Passage given:
================

PLANS for the development of outdoor seating on Ennis’ main thoroughfare by one of the county’s best-known hotels have been given the go-ahead by An Bord Pleanála.


Duesbury Limited had originally been granted planning permission by Ennis Town Council to convert an on-street parking space to facilitate outdoor seating on O’Connell Street outside the Old Ground Hotel. Permission had also been granted for the provision of fascia signage and surround to the existing central doorway and the incorporation of the existing Poet’s Corner porch within the main bar area.

The granting of permission was appealed by local businessman Oliver Moylan of the Ennis Cash Co Company.

Among the points made in his appeal, Mr Moylan stated that the loss of “valuable” on-street parking was not justified with surveys indicating a lack of parking is deterring shoppers. Mr Moylan stated the development could result in a yearly loss of €1 million of sales in the town due to loss of car parking.

He argued the proposal would be prejudicial to public safety and that developments had been refused in this area due to concerns about interference with the protected streetscape. He stated that the planning authority had previously refused a private/commercial incursion on private property, when in 1960, Woolworths had looked for 2ft of the O’Connell monument area. “It is not for the public authority to grant public space for this private enterprise,” he stated.

Responding to the appeal, the planning authority in a letter-headed Clare County Council denied the authority is ceding the public roadway to a private entrepreneur. The monetary business value attributed to the single car-parking space by Mr Moylan’s appeal was also denied. The planning authority disagreed that the granting of permission shows no great advantage in keeping the business of Ennis alive.

Following an inspection of the site, An Bord Pleanála decided on a split planning decision. The granting of permission for the conversion of the parking space for outdoor seating as well as the incorporation of the Poet’s Corner porch with the main bar was upheld, subject to conditions. However, the provision of fascia signage and surround to the existing central doorway was refused.

In making its decision, the board had regard to the zoning provisions of the current development plan in the area; the location of the site within an Architectural Conservation Area and the pattern of development in the area.
The board stated in relation to the permission granted for the outdoor seating area and incorporation of Poet’s Corner, that subject to conditions, “This element of the proposed development would not seriously injure the amenities of the area or of the property in the vicinity, would not adversely affect the architectural heritage or the area, would be acceptable in terms of traffic safety and convenience and would be in accordance with the proper planning and sustainable development of the area.”

Conditions include that there be no retractable canopies attached to the facade of the building save with a prior grant of planning permission; that the proposed new paving match the existing footpath and that the developer pay a financial contribution to the palnning authority in respect of public infrastructure and facilities in accordance with the Development Contribution Scheme.

Outlining the board’s reasons for refusing the provision of fascia signage and surround to the existing doorway, it was stated, “Having regard to the location of the proposed signage on a protected structure within an Architectural Conservation Area as designaged in the current development plan for the area, it is considered that it would have a detrimental impact on the architectural character of this important streetscape, which would seriously injure the amenities of property in the vicinity and would therefore be contrary to the proper planning and sustainable development of the area.”

================

Dataset content:
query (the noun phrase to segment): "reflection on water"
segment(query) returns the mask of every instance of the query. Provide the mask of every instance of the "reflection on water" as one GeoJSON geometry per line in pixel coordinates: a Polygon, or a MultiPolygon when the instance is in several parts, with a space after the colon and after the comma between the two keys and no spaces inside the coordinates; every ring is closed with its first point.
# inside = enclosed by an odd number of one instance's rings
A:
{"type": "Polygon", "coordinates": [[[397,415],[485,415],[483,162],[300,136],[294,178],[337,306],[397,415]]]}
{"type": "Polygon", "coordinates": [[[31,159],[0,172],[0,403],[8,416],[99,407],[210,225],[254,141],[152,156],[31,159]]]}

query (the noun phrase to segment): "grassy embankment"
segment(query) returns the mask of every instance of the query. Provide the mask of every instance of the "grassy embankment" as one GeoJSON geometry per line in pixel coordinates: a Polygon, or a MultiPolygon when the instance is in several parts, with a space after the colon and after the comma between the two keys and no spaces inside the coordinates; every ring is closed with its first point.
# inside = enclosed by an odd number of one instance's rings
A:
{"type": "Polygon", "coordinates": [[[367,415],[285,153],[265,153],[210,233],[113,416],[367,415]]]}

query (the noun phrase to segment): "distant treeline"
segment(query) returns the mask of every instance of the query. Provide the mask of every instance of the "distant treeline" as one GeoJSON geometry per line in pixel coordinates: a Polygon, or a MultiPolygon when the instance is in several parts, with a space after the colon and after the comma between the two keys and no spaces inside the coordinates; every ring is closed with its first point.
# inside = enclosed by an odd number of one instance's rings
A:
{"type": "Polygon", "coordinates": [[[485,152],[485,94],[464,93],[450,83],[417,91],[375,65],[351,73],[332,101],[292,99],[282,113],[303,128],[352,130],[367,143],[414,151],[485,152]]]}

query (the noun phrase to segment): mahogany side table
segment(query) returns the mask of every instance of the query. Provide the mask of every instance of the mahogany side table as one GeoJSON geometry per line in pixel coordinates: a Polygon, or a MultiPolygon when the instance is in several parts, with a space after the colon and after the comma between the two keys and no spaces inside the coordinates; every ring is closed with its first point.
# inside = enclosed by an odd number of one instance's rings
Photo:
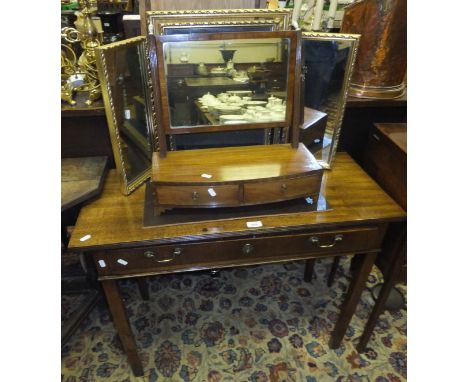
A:
{"type": "Polygon", "coordinates": [[[354,273],[330,346],[339,347],[389,222],[405,219],[398,206],[350,157],[338,153],[322,181],[331,209],[143,227],[144,188],[120,194],[110,171],[101,197],[78,217],[69,248],[94,260],[114,326],[133,373],[143,375],[138,344],[117,280],[329,256],[355,255],[354,273]],[[247,228],[260,220],[261,227],[247,228]]]}

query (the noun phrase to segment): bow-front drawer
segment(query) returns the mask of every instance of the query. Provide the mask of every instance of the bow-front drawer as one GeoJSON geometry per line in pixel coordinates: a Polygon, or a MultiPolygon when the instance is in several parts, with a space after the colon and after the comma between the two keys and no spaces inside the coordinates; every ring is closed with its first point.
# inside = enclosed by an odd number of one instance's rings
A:
{"type": "Polygon", "coordinates": [[[177,206],[237,206],[239,186],[160,186],[156,188],[160,205],[177,206]]]}
{"type": "Polygon", "coordinates": [[[244,184],[244,202],[280,201],[313,196],[320,191],[321,174],[244,184]]]}
{"type": "Polygon", "coordinates": [[[100,276],[157,274],[379,250],[377,226],[96,253],[100,276]]]}

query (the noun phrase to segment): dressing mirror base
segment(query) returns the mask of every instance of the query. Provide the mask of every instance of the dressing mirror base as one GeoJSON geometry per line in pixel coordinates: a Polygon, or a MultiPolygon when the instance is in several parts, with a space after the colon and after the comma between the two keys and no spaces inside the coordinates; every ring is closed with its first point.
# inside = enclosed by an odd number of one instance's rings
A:
{"type": "Polygon", "coordinates": [[[300,143],[153,154],[155,214],[163,209],[257,205],[318,198],[323,168],[300,143]]]}

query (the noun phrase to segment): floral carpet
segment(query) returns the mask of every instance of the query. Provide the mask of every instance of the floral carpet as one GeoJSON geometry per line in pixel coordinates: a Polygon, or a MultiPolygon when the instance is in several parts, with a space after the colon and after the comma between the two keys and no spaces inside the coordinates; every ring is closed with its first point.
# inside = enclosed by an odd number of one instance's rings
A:
{"type": "MultiPolygon", "coordinates": [[[[62,381],[405,381],[406,310],[386,311],[366,351],[355,350],[373,306],[367,289],[341,347],[328,347],[350,263],[341,260],[329,288],[331,262],[316,262],[311,283],[303,262],[152,277],[149,301],[135,281],[122,281],[144,377],[132,375],[99,304],[63,348],[62,381]]],[[[374,267],[367,287],[381,278],[374,267]]]]}

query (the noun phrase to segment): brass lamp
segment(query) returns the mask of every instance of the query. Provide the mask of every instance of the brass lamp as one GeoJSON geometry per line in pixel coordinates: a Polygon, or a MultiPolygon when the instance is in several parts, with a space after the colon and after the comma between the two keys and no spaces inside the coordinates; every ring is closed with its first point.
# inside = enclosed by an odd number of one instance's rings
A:
{"type": "Polygon", "coordinates": [[[62,83],[61,99],[70,105],[75,105],[73,100],[75,92],[87,92],[86,105],[91,105],[101,97],[98,72],[96,68],[95,48],[101,45],[102,31],[98,31],[92,16],[96,13],[96,2],[80,0],[80,11],[75,28],[62,29],[62,83]],[[79,42],[83,53],[77,60],[70,44],[79,42]]]}

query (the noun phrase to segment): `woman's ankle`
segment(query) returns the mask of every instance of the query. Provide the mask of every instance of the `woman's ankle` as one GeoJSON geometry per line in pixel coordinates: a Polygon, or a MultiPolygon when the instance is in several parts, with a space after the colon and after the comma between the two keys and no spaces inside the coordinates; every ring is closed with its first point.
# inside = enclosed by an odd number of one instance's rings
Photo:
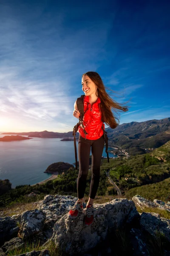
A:
{"type": "Polygon", "coordinates": [[[83,202],[83,198],[82,198],[81,199],[78,199],[77,201],[78,204],[82,204],[83,202]]]}

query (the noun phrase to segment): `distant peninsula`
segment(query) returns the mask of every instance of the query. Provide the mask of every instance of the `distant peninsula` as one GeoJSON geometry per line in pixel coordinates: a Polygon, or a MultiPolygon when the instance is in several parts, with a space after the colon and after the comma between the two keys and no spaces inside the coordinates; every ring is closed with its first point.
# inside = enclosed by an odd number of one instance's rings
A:
{"type": "Polygon", "coordinates": [[[17,140],[31,140],[32,138],[28,137],[23,137],[17,135],[11,135],[10,136],[4,136],[3,138],[0,138],[0,141],[15,141],[17,140]]]}
{"type": "Polygon", "coordinates": [[[54,163],[49,165],[44,172],[52,173],[53,174],[60,174],[63,172],[68,170],[70,167],[74,167],[72,164],[64,162],[54,163]]]}
{"type": "MultiPolygon", "coordinates": [[[[78,140],[78,138],[76,138],[76,140],[78,140]]],[[[60,140],[60,141],[73,141],[74,140],[74,139],[62,139],[62,140],[60,140]]]]}

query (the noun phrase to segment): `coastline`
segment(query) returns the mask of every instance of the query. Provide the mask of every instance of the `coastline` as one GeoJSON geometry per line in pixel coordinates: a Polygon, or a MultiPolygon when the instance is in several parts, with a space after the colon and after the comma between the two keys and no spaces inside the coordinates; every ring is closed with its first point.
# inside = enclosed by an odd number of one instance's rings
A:
{"type": "Polygon", "coordinates": [[[46,180],[42,180],[42,181],[41,181],[40,182],[37,182],[36,184],[34,184],[33,185],[31,185],[30,186],[35,186],[35,185],[37,185],[37,184],[43,184],[43,183],[45,183],[45,182],[46,182],[47,181],[48,181],[48,180],[54,180],[55,179],[56,179],[56,178],[57,177],[57,176],[58,176],[58,175],[56,175],[53,174],[53,175],[52,176],[51,176],[51,177],[50,177],[49,178],[48,178],[48,179],[46,179],[46,180]]]}

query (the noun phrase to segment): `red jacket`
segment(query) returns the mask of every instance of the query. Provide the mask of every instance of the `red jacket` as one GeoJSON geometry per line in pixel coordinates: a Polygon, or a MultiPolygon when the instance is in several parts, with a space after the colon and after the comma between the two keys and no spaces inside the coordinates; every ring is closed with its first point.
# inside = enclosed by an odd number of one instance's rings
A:
{"type": "MultiPolygon", "coordinates": [[[[84,116],[83,123],[85,130],[88,133],[86,138],[88,140],[97,140],[102,136],[105,124],[102,121],[102,113],[99,108],[100,99],[98,97],[97,101],[91,107],[89,101],[89,96],[84,97],[84,116]]],[[[83,129],[80,125],[78,131],[80,135],[85,138],[83,129]]]]}

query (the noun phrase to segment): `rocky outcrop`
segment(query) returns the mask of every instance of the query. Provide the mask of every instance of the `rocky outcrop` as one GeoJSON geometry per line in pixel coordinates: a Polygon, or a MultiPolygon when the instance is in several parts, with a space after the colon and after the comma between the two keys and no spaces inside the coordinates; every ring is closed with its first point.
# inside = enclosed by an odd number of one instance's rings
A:
{"type": "Polygon", "coordinates": [[[170,220],[159,217],[153,212],[142,212],[140,218],[142,229],[154,236],[156,231],[161,232],[170,242],[170,220]]]}
{"type": "Polygon", "coordinates": [[[128,221],[130,213],[139,216],[133,201],[126,199],[113,199],[109,202],[94,206],[94,220],[91,227],[85,227],[84,214],[71,220],[68,215],[55,224],[51,238],[57,247],[70,255],[84,253],[105,239],[113,229],[122,227],[128,221]]]}
{"type": "MultiPolygon", "coordinates": [[[[48,246],[51,242],[63,256],[113,255],[122,237],[115,240],[115,235],[121,230],[126,230],[132,256],[152,256],[148,251],[149,239],[147,237],[155,237],[158,231],[163,233],[170,242],[170,220],[157,213],[139,214],[134,203],[141,207],[153,205],[153,209],[157,206],[168,209],[169,202],[165,204],[155,200],[152,203],[136,195],[133,201],[119,198],[95,204],[94,221],[91,226],[87,227],[84,225],[83,213],[74,220],[68,218],[68,212],[76,199],[71,196],[48,195],[37,203],[34,210],[0,218],[0,256],[7,255],[11,250],[22,249],[28,241],[35,244],[37,241],[42,246],[40,250],[19,255],[49,256],[48,246]]],[[[168,255],[168,250],[164,252],[165,255],[168,255]]]]}

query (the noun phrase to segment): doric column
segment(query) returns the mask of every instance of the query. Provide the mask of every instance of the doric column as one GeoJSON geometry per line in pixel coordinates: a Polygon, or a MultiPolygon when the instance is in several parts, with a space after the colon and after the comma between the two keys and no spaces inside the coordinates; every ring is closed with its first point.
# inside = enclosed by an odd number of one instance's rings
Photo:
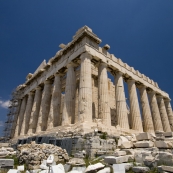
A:
{"type": "Polygon", "coordinates": [[[121,128],[129,129],[129,121],[124,92],[123,73],[118,72],[115,76],[115,97],[116,97],[116,116],[117,125],[121,128]]]}
{"type": "Polygon", "coordinates": [[[100,63],[98,68],[98,93],[99,93],[99,119],[105,126],[111,126],[109,93],[108,93],[108,77],[107,64],[100,63]]]}
{"type": "Polygon", "coordinates": [[[20,111],[19,111],[19,116],[18,116],[18,120],[17,120],[17,124],[16,124],[14,137],[17,137],[20,134],[20,130],[21,130],[22,122],[23,122],[23,115],[25,113],[25,108],[26,108],[26,101],[27,101],[27,98],[25,96],[22,99],[22,104],[21,104],[20,111]]]}
{"type": "Polygon", "coordinates": [[[14,116],[14,120],[13,120],[13,124],[12,124],[11,138],[14,137],[14,133],[15,133],[16,125],[17,125],[17,119],[18,119],[18,116],[19,116],[21,102],[22,102],[21,99],[17,100],[17,106],[16,106],[16,109],[15,109],[15,116],[14,116]]]}
{"type": "Polygon", "coordinates": [[[155,91],[150,91],[148,94],[150,100],[151,113],[153,117],[154,130],[163,131],[163,126],[162,126],[162,121],[160,117],[155,91]]]}
{"type": "Polygon", "coordinates": [[[164,130],[164,132],[171,132],[171,127],[169,124],[168,115],[166,112],[163,96],[157,96],[157,101],[158,101],[158,106],[159,106],[159,111],[160,111],[160,117],[162,120],[163,130],[164,130]]]}
{"type": "Polygon", "coordinates": [[[75,95],[75,118],[74,124],[78,123],[78,110],[79,110],[79,81],[76,82],[76,95],[75,95]]]}
{"type": "Polygon", "coordinates": [[[164,101],[165,101],[165,107],[166,107],[166,111],[167,111],[167,115],[169,119],[169,124],[171,126],[171,130],[173,131],[173,112],[172,112],[170,99],[165,99],[164,101]]]}
{"type": "Polygon", "coordinates": [[[150,105],[148,102],[146,86],[141,85],[139,87],[139,92],[141,99],[144,132],[154,132],[154,125],[151,116],[150,105]]]}
{"type": "Polygon", "coordinates": [[[79,121],[92,122],[92,77],[91,55],[88,52],[80,56],[80,83],[79,83],[79,121]]]}
{"type": "Polygon", "coordinates": [[[42,94],[42,101],[40,106],[40,112],[38,117],[38,123],[36,132],[45,131],[47,129],[47,120],[50,110],[50,101],[51,101],[51,89],[52,83],[50,80],[44,82],[44,90],[42,94]]]}
{"type": "Polygon", "coordinates": [[[41,98],[42,98],[42,88],[38,86],[35,91],[34,103],[32,106],[32,111],[31,111],[31,116],[29,121],[28,135],[35,133],[36,131],[38,115],[39,115],[40,105],[41,105],[41,98]]]}
{"type": "Polygon", "coordinates": [[[51,129],[61,125],[60,109],[61,109],[61,74],[56,73],[54,78],[54,85],[52,88],[52,99],[50,105],[50,112],[48,117],[48,127],[51,129]]]}
{"type": "Polygon", "coordinates": [[[31,116],[31,111],[32,111],[33,100],[34,100],[34,93],[30,92],[28,94],[28,100],[27,100],[26,110],[24,113],[24,119],[23,119],[20,135],[27,134],[27,132],[28,132],[28,126],[29,126],[29,121],[30,121],[30,116],[31,116]]]}
{"type": "Polygon", "coordinates": [[[143,131],[142,120],[140,116],[138,96],[134,79],[127,80],[129,100],[130,100],[130,116],[133,130],[143,131]]]}
{"type": "Polygon", "coordinates": [[[74,64],[68,64],[67,68],[62,125],[71,124],[75,116],[76,74],[74,64]]]}

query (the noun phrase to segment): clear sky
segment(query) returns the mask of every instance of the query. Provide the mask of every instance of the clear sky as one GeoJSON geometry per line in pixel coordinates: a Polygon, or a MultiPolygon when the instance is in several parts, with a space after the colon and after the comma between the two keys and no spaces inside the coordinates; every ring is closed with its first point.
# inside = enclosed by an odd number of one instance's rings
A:
{"type": "Polygon", "coordinates": [[[173,98],[173,0],[0,0],[0,136],[11,91],[84,25],[173,98]]]}

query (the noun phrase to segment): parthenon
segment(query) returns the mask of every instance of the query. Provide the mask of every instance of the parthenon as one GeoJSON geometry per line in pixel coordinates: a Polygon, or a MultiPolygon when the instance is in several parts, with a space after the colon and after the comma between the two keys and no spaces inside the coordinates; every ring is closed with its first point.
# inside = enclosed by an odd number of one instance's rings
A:
{"type": "Polygon", "coordinates": [[[101,39],[84,26],[71,42],[60,45],[54,57],[27,75],[26,82],[16,89],[11,138],[63,129],[87,133],[98,128],[112,134],[173,130],[169,95],[110,54],[109,45],[99,47],[100,43],[101,39]]]}

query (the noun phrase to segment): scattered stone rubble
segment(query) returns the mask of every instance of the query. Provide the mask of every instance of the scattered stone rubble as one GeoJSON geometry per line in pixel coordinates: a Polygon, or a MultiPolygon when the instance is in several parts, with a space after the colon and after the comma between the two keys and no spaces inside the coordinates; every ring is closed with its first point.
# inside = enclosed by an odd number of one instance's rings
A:
{"type": "Polygon", "coordinates": [[[163,173],[173,172],[172,132],[107,135],[105,139],[101,139],[99,134],[81,136],[72,150],[74,157],[69,158],[66,150],[60,147],[32,142],[18,146],[18,158],[19,163],[26,163],[32,173],[48,172],[46,159],[50,154],[54,155],[55,161],[52,164],[52,173],[125,173],[130,169],[135,173],[153,169],[163,173]],[[86,167],[84,158],[88,156],[91,160],[86,167]],[[60,162],[64,165],[58,164],[60,162]]]}
{"type": "Polygon", "coordinates": [[[16,155],[16,151],[10,147],[9,143],[0,143],[0,158],[16,155]]]}
{"type": "Polygon", "coordinates": [[[66,150],[52,144],[31,144],[18,145],[19,163],[26,163],[28,169],[38,169],[43,160],[50,154],[54,155],[55,162],[66,162],[69,160],[66,150]]]}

================

Directive 1:
In the article on the Ennis outdoor seating plan, which part of the proposal did An Bord Pleanála refuse?
Directive 2:
Please reproduce the article on the Ennis outdoor seating plan from "The board stated" up to and including "Development Contribution Scheme.".

Complete output 1:
The provision of fascia signage and surround to the existing central doorway.

Complete output 2:
The board stated in relation to the permission granted for the outdoor seating area and incorporation of Poet’s Corner, that subject to conditions, “This element of the proposed development would not seriously injure the amenities of the area or of the property in the vicinity, would not adversely affect the architectural heritage or the area, would be acceptable in terms of traffic safety and convenience and would be in accordance with the proper planning and sustainable development of the area.”

Conditions include that there be no retractable canopies attached to the facade of the building save with a prior grant of planning permission; that the proposed new paving match the existing footpath and that the developer pay a financial contribution to the palnning authority in respect of public infrastructure and facilities in accordance with the Development Contribution Scheme.